-- Document source --
********

LE BISTROT QUI MONTE
Le discret Amar Chalal crée la surprise à Paris, à deux pas de la place de Clichy.
Est-ce sa jeunesse dans les montagnes de Kabylie ? Ses treks au col Thorong-La, dans l’Annapurna (5 416 mètres), et dans les Torres del Paine, au Chili ? Ou bien sa nouvelle vie de chef dans le haut d’une rue de Paris qui monte raide vers la place de Clichy ? Où qu’il soit, Amar Chalal affiche un certain goût pour la grimpette. Et ses fidèles clients le lui rendent bien, qui portent haut la cote de son nouveau bistrot. Parmi eux, le Dr Pieri. C’est le médecin gourmet de la rue de Parme, imparable pour flairer, avant les autres, dans ce quartier des théâtres, la petite adresse prête à squatter l’affiche. Il a fait L’Ascension dans les premiers jours de son ouverture, en juin dernier. Depuis, pas une semaine sans qu’il n’aille soigner son estomac, entre deux consultations, avec la formule déjeuner à 22 €. Sur sa recommandation insistante, on
a fini par s’y rejoindre un lundi à midi. Sans trop d’espoir. Sans être très attentif à ce décor baigné de lumière, où flottent des touches de bronze et de vert céladon, des tables en bois blond et des banquettes en velours bleu. Sans savoir grand-chose non plus du quarantenaire dans sa cuisine à découvert. Renseignements pris, le garçon a passé quatre ans au côté de Yannick Alléno, au Terroir parisien et chez Ledoyen.

********

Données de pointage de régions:
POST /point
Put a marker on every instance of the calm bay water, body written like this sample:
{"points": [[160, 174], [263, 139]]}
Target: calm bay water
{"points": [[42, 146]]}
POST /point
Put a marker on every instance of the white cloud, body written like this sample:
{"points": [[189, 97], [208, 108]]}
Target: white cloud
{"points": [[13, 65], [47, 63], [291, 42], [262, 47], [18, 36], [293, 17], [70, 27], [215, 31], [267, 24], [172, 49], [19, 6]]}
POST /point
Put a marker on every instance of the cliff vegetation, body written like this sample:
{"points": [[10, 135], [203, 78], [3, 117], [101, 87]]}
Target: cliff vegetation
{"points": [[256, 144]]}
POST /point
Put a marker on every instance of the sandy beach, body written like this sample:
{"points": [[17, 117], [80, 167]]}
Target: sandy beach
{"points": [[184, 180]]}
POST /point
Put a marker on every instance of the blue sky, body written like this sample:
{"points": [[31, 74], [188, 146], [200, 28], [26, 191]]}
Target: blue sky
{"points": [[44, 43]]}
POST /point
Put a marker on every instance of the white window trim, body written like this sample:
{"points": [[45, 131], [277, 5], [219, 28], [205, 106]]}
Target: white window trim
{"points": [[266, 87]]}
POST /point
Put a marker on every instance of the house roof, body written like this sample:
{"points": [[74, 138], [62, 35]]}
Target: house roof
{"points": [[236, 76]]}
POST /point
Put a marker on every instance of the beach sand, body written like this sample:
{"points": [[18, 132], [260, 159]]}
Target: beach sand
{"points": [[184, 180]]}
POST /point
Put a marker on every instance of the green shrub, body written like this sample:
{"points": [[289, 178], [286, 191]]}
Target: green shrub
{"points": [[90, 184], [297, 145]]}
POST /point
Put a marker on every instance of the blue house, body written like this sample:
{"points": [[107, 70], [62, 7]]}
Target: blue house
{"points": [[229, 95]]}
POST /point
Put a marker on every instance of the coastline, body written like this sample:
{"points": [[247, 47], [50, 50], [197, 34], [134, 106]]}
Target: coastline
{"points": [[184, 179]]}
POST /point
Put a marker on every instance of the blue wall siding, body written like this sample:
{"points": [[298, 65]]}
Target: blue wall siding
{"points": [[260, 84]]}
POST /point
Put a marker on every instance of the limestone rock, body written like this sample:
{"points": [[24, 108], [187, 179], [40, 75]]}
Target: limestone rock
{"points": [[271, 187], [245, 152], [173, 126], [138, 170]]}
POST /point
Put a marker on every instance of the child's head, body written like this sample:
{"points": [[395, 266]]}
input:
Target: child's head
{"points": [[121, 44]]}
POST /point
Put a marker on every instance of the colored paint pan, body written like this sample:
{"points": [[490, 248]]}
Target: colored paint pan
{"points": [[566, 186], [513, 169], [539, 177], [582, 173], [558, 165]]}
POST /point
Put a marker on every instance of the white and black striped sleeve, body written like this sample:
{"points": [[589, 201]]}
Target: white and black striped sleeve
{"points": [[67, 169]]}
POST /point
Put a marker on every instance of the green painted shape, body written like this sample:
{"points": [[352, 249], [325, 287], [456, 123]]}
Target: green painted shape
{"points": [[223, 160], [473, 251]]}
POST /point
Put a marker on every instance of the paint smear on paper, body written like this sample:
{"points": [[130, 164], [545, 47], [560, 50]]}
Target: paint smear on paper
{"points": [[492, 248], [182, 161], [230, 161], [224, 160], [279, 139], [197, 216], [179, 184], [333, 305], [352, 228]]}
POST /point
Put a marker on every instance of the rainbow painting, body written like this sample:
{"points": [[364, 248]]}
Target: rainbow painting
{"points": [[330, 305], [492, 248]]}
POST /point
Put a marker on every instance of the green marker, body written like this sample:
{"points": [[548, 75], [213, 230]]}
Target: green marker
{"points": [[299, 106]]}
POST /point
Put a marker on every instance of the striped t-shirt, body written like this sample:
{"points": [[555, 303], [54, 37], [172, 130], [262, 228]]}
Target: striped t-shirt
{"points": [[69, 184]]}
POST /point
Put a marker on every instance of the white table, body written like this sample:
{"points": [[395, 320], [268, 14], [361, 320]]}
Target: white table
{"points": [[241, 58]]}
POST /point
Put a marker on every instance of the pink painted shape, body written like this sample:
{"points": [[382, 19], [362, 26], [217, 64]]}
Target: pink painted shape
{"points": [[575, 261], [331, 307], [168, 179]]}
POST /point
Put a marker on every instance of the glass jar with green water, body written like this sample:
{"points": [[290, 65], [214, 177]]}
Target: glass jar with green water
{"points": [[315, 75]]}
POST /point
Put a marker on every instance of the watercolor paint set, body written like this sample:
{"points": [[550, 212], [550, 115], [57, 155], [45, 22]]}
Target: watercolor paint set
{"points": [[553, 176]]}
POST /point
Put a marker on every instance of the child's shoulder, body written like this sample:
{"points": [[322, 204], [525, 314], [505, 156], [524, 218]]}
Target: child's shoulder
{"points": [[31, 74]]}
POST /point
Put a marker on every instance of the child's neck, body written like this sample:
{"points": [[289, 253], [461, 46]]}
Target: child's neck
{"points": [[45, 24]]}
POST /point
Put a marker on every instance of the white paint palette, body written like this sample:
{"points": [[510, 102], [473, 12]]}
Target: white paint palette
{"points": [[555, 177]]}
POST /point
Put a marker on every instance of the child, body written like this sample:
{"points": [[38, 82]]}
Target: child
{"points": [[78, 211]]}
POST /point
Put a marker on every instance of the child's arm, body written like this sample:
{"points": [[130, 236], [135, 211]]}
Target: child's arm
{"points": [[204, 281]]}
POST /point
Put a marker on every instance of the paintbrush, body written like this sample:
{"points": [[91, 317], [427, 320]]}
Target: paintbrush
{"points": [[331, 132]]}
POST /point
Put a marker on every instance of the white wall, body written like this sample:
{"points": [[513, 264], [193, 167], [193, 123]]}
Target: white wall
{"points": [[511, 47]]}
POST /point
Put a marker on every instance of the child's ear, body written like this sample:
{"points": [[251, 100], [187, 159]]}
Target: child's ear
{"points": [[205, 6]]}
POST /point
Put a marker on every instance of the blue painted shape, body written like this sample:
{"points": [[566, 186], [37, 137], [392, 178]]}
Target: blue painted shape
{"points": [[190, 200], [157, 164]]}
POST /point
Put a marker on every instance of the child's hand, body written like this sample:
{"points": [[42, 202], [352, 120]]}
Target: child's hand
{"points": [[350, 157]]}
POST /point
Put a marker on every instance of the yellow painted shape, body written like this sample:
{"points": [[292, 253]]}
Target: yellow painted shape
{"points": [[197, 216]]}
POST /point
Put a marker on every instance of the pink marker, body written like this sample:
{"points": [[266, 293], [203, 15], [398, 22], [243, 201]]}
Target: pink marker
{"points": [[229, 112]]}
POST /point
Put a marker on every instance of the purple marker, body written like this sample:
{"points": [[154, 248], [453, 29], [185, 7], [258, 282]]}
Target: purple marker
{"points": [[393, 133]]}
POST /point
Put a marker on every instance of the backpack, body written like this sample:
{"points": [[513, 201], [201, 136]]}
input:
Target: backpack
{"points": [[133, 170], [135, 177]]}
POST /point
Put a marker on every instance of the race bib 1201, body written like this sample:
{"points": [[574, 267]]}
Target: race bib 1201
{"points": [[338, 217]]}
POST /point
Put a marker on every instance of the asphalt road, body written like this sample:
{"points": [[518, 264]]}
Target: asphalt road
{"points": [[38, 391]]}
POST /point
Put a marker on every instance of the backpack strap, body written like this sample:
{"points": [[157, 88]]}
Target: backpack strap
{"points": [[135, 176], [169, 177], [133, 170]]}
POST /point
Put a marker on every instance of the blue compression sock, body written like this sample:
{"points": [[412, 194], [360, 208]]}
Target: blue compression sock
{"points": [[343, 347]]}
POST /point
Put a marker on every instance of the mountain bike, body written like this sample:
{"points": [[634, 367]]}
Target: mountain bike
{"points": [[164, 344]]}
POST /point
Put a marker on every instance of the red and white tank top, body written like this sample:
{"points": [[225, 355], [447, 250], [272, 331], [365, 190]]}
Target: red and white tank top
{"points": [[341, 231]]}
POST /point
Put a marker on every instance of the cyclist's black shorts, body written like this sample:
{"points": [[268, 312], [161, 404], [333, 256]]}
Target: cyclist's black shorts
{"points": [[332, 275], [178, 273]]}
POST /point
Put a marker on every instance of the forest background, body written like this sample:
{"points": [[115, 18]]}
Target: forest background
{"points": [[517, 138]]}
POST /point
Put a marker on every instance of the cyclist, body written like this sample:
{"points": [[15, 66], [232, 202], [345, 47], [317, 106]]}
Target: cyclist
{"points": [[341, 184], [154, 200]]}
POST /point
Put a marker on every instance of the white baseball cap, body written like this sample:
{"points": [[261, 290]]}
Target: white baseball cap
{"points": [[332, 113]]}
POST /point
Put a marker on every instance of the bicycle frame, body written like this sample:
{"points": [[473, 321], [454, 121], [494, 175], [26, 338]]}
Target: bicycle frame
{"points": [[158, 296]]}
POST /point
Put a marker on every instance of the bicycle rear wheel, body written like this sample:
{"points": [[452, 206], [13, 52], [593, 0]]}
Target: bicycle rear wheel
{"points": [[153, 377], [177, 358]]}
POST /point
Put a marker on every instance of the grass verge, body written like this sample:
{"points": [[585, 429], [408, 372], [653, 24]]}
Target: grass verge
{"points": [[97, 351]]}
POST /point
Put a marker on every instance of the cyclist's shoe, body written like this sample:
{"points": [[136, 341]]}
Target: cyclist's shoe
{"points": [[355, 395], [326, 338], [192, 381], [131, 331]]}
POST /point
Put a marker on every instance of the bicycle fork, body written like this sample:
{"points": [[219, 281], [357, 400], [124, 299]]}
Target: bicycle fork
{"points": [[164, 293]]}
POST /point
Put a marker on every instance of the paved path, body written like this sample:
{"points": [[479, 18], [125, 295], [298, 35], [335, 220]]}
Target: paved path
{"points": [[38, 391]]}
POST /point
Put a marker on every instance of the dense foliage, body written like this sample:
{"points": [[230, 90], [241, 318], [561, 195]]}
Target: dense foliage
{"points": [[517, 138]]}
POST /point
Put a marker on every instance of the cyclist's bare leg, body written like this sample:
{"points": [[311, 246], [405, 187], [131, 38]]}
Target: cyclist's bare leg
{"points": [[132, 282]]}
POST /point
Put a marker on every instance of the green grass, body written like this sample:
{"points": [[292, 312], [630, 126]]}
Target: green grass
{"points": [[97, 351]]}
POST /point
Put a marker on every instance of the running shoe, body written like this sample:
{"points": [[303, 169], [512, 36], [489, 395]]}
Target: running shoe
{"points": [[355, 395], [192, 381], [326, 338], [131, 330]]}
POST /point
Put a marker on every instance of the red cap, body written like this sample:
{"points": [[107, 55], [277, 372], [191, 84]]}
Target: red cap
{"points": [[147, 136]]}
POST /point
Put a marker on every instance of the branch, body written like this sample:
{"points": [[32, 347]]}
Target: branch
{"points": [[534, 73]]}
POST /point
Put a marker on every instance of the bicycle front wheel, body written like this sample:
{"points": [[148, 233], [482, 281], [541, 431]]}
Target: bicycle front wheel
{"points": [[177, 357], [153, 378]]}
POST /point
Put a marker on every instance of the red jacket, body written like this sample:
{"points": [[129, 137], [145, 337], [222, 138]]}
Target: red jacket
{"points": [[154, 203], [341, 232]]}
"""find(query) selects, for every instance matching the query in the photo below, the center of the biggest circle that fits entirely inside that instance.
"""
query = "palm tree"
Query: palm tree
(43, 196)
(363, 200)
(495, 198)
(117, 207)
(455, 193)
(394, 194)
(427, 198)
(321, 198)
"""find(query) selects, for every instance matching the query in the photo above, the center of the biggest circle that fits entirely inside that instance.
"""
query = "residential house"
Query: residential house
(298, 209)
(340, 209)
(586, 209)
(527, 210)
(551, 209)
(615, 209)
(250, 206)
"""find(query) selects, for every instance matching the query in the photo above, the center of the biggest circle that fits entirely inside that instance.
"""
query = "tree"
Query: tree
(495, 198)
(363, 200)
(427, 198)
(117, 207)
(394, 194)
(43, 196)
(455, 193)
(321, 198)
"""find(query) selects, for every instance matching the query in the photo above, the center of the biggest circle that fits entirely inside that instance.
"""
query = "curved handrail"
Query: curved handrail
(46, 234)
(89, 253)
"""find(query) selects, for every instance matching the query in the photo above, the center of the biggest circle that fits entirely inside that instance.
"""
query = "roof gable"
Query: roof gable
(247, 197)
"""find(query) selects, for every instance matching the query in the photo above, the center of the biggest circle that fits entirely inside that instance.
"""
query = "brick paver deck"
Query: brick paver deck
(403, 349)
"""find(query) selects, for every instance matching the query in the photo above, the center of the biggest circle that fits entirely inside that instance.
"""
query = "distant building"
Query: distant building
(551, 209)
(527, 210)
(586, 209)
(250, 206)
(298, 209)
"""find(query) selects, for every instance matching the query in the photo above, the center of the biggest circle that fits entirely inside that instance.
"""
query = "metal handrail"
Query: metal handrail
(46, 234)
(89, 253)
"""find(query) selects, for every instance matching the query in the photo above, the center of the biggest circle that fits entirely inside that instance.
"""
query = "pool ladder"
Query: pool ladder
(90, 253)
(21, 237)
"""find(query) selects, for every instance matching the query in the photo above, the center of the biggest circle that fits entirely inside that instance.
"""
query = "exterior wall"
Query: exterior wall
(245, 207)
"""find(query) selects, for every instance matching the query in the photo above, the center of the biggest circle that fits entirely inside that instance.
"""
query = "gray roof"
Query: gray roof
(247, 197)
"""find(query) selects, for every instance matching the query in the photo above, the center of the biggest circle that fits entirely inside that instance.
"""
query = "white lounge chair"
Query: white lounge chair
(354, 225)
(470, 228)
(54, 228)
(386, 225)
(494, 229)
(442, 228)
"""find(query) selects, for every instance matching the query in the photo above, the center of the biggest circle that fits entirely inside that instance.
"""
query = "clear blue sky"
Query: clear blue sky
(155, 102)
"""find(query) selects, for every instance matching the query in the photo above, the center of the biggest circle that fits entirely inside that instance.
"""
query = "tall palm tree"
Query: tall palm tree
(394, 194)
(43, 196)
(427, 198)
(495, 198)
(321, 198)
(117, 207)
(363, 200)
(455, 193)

********

-- Tâche à faire --
Reproduisez en entier, sans aucune modification, l'article sur le bistrot L'Ascension, s'il vous plaît.

-- Réponse attendue --
LE BISTROT QUI MONTE
Le discret Amar Chalal crée la surprise à Paris, à deux pas de la place de Clichy.
Est-ce sa jeunesse dans les montagnes de Kabylie ? Ses treks au col Thorong-La, dans l’Annapurna (5 416 mètres), et dans les Torres del Paine, au Chili ? Ou bien sa nouvelle vie de chef dans le haut d’une rue de Paris qui monte raide vers la place de Clichy ? Où qu’il soit, Amar Chalal affiche un certain goût pour la grimpette. Et ses fidèles clients le lui rendent bien, qui portent haut la cote de son nouveau bistrot. Parmi eux, le Dr Pieri. C’est le médecin gourmet de la rue de Parme, imparable pour flairer, avant les autres, dans ce quartier des théâtres, la petite adresse prête à squatter l’affiche. Il a fait L’Ascension dans les premiers jours de son ouverture, en juin dernier. Depuis, pas une semaine sans qu’il n’aille soigner son estomac, entre deux consultations, avec la formule déjeuner à 22 €. Sur sa recommandation insistante, on
a fini par s’y rejoindre un lundi à midi. Sans trop d’espoir. Sans être très attentif à ce décor baigné de lumière, où flottent des touches de bronze et de vert céladon, des tables en bois blond et des banquettes en velours bleu. Sans savoir grand-chose non plus du quarantenaire dans sa cuisine à découvert. Renseignements pris, le garçon a passé quatre ans au côté de Yannick Alléno, au Terroir parisien et chez Ledoyen.